• _Exercise A_:
Answer these questions about the blog post, one answer per line, marked like the questions:
(i) How many hours of voter registration did the writer do that morning?
(ii) What share of eligible voters votes in off-year Congressional elections?
(iii) Who is named as the Libertarian candidate?
________________
Saturday, August 13, 2016

A FEVERED THOUGHT

I give up.  I cannot stop obsessing about the election.  I have tried plunging into the Critique of Pure Reason, I have tried binge watching Mozart in the Jungle, I have tried early morning walks, I have even tried watching Beach Volleyball and Dressage at the Olympics.  It just doesn’t work.  So I am going to give in and blog about my latest speculation about whether the Democrats can take back the Senate and the House.  By the way, I am now quite convinced that Hillary Clinton will be the next president of the United States, a thought even more depressing than Olympic Badminton.  [And yes, even so, I shall continue working here in North Carolina for Clinton.  I just did two hours of voter registration this morning.]

I have a thought that does not yet rise to the level of a theory.  Here it is, put as simply as I am able.  Let me start with some facts.  Roughly sixty percent of eligible voters actually go out and voter in an American presidential election, only forty percent in off-year Congressional elections.  These are rather startling numbers, for all that we have become accustomed to them.

Now, there is a good deal of evidence that reliably Republican voters are being turned off in large numbers by Trump.  This is indicated both directly by polling data and indirectly by the unusually large numbers of people polled who say they intend to vote for Gary Johnson, the Libertarian candidate.  In response to the data, more and more Republican office holders and candidates are calling on the Republican National Committee to cut Trump loose and concentrate their spending and other efforts on down-ballot candidates in an effort to stem the bleeding.
________________
• _Exercise B_:
Can you rename "boxes" to "coordinates" in the rows, from the first line of the rows to the line with "[427,246,524,328]", and give those lines again with nothing else changed? Leave the pictures out of your answer.
________________
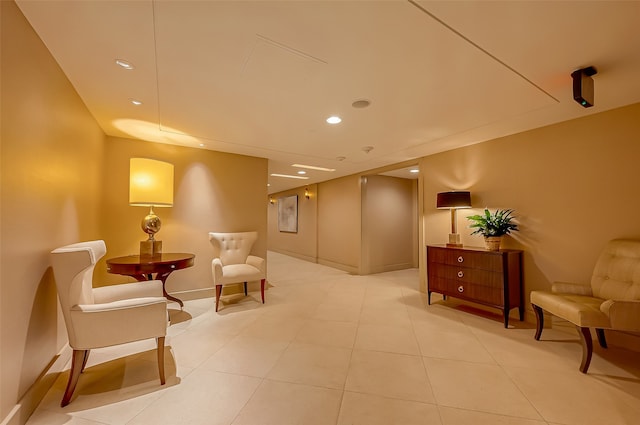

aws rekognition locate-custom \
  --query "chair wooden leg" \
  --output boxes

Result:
[60,350,89,407]
[216,285,222,311]
[80,350,91,373]
[596,328,607,348]
[576,325,593,373]
[157,336,166,385]
[531,304,544,341]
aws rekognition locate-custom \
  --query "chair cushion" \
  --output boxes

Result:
[591,239,640,300]
[531,291,611,329]
[216,264,264,285]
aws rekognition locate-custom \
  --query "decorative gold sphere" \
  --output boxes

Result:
[140,212,162,240]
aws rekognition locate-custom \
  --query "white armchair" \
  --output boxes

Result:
[531,239,640,373]
[51,240,168,407]
[209,232,266,311]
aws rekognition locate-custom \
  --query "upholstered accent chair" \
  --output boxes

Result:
[209,232,266,311]
[51,240,168,407]
[531,239,640,373]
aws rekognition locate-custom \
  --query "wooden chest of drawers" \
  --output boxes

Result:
[427,246,524,328]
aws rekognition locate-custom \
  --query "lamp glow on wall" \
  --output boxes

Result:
[436,191,471,247]
[129,158,173,256]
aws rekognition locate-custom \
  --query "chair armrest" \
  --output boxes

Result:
[600,300,640,331]
[246,255,264,273]
[71,297,167,313]
[67,297,169,350]
[93,280,163,304]
[551,282,593,297]
[211,258,222,285]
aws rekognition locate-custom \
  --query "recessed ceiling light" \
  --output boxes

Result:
[327,115,342,124]
[351,99,371,109]
[269,174,309,180]
[291,164,336,171]
[116,59,133,69]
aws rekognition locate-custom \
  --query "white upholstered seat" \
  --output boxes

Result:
[51,240,168,407]
[531,239,640,373]
[209,232,266,311]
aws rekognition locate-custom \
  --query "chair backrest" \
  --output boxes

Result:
[51,240,107,346]
[209,232,258,266]
[591,239,640,300]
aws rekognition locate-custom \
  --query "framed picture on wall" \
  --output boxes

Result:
[278,195,298,233]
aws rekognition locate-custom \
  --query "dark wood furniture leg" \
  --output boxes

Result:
[576,325,593,373]
[531,304,544,341]
[156,272,184,308]
[216,285,222,311]
[156,336,166,385]
[60,350,89,407]
[518,303,524,322]
[596,328,607,348]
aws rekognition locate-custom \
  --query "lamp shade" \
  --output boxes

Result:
[436,191,471,208]
[129,158,173,207]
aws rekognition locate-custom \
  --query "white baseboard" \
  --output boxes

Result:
[0,344,73,425]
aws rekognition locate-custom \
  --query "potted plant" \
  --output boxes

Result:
[467,208,518,251]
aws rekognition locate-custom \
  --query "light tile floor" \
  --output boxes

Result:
[28,252,640,425]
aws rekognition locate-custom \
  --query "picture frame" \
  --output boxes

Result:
[278,195,298,233]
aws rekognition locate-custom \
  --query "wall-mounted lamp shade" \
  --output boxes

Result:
[436,190,471,247]
[436,191,471,208]
[129,158,173,207]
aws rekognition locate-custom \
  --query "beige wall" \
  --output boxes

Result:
[0,1,104,423]
[267,184,318,263]
[361,175,418,274]
[268,175,361,273]
[95,137,267,298]
[318,176,362,273]
[420,104,640,332]
[0,1,267,425]
[268,174,418,274]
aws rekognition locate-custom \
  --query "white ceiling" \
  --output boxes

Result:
[17,0,640,193]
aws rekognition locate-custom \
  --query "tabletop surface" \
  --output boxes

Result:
[107,252,195,264]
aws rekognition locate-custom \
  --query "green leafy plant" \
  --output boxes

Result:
[467,208,518,238]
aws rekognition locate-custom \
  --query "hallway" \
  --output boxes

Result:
[28,252,640,425]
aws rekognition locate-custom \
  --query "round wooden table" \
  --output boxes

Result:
[107,252,196,307]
________________
• _Written reply A_:
(i) Two hours.
(ii) Forty percent.
(iii) Gary Johnson.

• _Written reply B_:
aws rekognition locate-custom \
  --query "chair wooden leg" \
  --output coordinates

Result:
[60,350,89,407]
[216,285,222,311]
[80,350,91,373]
[596,328,607,348]
[576,325,593,373]
[157,336,166,385]
[531,304,544,341]
aws rekognition locate-custom \
  --query "chair cushion" \
  --output coordinates

Result:
[591,239,640,300]
[531,291,611,329]
[216,264,264,285]
aws rekognition locate-custom \
  --query "decorative gold sphere" \
  --output coordinates

Result:
[140,212,162,240]
aws rekognition locate-custom \
  --query "white armchair" \
  --output coordinates

Result:
[531,239,640,373]
[51,240,168,407]
[209,232,266,311]
aws rekognition locate-custom \
  --query "upholstered accent chair" \
  --output coordinates

Result:
[209,232,266,311]
[51,240,168,407]
[531,239,640,373]
aws rekognition locate-custom \
  --query "wooden chest of drawers" \
  --output coordinates

Result:
[427,246,524,328]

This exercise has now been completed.